• **GOAL OF THE EXERCISE**:
The records sit below. Return every line in them that holds the word "right".

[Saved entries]

▼

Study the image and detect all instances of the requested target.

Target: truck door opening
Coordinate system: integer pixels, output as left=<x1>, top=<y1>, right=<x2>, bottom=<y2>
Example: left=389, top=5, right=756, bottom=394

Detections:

▲

• **RESULT OF THIS TASK**:
Coordinate system: integer pixels, output as left=<x1>, top=<y1>, right=<x2>, bottom=<y2>
Example: left=389, top=5, right=756, bottom=394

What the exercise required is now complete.